_The problem_. Gather each line of the records below that contains the string "pier". Case counts.

++++ Material

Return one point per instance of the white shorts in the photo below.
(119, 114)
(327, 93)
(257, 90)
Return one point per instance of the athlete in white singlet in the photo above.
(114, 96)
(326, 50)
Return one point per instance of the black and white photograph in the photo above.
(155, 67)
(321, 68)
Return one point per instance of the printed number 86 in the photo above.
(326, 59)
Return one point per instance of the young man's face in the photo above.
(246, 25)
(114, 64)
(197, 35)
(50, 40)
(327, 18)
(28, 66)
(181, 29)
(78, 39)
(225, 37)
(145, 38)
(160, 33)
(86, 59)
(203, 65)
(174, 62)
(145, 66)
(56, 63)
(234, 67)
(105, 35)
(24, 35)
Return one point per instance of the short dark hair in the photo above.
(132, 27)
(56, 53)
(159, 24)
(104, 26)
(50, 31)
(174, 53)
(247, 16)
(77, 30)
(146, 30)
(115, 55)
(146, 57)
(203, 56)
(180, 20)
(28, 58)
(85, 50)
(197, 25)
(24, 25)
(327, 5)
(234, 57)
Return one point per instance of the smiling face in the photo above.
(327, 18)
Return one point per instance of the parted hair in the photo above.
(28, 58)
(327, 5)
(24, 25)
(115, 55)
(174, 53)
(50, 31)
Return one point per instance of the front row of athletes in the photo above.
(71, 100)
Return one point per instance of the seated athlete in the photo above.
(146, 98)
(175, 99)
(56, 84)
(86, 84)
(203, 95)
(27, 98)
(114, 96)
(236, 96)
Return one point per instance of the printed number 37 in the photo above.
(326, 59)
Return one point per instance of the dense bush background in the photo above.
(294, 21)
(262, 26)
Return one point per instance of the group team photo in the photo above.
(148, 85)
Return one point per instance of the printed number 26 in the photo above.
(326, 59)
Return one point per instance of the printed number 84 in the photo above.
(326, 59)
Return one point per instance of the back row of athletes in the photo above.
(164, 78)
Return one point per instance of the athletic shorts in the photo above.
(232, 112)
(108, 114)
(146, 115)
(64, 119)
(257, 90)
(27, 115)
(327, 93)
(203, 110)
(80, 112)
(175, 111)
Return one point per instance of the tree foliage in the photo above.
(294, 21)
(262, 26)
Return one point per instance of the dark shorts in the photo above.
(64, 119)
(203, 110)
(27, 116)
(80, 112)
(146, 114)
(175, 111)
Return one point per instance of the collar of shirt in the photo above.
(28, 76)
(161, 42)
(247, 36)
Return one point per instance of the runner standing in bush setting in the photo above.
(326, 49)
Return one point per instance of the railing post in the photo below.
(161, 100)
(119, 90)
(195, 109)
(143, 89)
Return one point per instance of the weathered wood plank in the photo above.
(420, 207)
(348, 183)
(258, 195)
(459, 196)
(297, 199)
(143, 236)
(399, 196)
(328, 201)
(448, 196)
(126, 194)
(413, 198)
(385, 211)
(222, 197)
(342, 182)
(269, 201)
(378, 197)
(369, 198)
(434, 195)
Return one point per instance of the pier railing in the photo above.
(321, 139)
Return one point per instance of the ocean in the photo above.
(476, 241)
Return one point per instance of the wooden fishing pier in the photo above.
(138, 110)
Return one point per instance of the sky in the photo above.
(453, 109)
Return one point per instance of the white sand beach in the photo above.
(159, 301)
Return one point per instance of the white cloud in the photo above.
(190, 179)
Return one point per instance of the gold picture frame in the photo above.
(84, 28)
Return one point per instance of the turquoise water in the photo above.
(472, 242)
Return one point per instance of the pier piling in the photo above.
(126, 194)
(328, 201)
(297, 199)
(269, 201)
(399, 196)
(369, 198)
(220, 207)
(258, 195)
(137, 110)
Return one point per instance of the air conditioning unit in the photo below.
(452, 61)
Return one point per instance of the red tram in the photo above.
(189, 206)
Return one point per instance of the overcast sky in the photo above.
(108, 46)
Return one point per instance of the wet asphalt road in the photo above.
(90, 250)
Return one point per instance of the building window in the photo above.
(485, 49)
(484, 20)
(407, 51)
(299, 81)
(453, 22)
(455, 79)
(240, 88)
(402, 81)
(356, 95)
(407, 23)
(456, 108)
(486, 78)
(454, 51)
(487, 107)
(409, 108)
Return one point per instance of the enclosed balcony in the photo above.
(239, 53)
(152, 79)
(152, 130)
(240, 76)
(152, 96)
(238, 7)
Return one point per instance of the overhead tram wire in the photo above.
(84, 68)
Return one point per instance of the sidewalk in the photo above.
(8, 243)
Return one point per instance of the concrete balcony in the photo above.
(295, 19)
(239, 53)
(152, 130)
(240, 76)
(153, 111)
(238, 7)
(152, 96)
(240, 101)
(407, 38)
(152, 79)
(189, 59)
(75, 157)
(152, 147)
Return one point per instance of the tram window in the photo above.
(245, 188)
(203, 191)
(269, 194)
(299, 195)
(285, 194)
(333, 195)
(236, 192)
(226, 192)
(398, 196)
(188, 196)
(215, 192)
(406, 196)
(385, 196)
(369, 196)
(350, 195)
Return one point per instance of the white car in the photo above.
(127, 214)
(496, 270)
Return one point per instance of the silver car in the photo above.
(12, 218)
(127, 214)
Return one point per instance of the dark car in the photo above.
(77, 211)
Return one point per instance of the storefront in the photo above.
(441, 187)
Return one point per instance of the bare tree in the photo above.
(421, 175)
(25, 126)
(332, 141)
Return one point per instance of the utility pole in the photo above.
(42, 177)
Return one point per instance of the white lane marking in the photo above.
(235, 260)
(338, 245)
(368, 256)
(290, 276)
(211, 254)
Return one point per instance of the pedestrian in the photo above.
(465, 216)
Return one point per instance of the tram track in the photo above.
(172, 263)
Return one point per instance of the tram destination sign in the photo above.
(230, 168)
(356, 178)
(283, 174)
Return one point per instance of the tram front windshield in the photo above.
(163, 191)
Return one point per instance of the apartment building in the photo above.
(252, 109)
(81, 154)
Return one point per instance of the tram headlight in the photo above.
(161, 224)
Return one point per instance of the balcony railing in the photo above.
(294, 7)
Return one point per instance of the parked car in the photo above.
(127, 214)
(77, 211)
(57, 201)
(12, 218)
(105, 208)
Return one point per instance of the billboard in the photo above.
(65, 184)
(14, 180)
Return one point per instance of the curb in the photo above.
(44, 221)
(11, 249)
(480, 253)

++++++++
++++ Material

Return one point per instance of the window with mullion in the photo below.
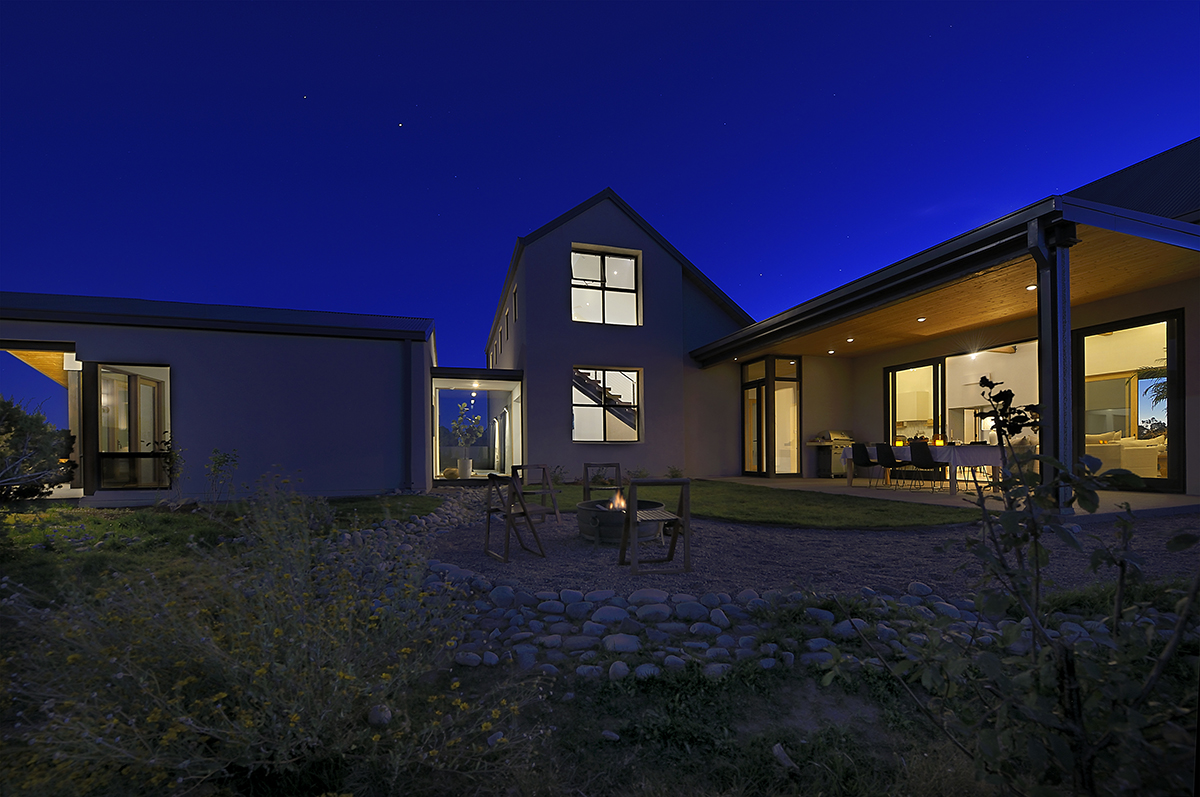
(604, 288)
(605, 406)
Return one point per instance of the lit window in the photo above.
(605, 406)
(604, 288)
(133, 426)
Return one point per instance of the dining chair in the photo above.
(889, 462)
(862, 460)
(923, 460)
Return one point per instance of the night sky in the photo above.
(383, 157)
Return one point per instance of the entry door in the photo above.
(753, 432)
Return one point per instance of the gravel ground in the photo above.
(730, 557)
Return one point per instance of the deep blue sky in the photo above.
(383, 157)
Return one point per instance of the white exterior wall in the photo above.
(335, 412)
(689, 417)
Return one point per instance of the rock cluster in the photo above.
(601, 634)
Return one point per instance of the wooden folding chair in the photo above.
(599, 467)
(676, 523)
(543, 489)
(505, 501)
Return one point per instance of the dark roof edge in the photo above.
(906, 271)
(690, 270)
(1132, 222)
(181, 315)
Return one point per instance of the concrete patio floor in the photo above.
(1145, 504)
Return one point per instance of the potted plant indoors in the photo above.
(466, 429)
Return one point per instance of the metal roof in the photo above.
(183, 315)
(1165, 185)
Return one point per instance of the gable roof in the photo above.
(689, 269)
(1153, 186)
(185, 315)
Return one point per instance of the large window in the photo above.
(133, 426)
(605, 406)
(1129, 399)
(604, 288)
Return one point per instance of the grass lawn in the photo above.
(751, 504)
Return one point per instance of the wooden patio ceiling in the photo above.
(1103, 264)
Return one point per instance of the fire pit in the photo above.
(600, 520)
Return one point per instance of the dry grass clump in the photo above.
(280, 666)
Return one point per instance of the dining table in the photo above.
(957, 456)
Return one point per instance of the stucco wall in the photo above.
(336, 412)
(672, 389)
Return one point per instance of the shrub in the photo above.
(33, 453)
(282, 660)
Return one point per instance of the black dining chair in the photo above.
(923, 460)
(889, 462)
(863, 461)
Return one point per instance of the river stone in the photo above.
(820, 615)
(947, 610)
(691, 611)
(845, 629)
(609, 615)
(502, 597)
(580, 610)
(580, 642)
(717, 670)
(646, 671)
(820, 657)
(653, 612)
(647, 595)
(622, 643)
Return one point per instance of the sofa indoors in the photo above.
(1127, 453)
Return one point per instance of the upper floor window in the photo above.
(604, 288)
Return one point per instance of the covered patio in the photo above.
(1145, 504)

++++++++

_Worked answer_.
Return one point per instance of the pier railing in the photo above.
Return one point per instance of the wooden fishing pier in the photo above.
Return one point per instance of the pier piling in the photo above.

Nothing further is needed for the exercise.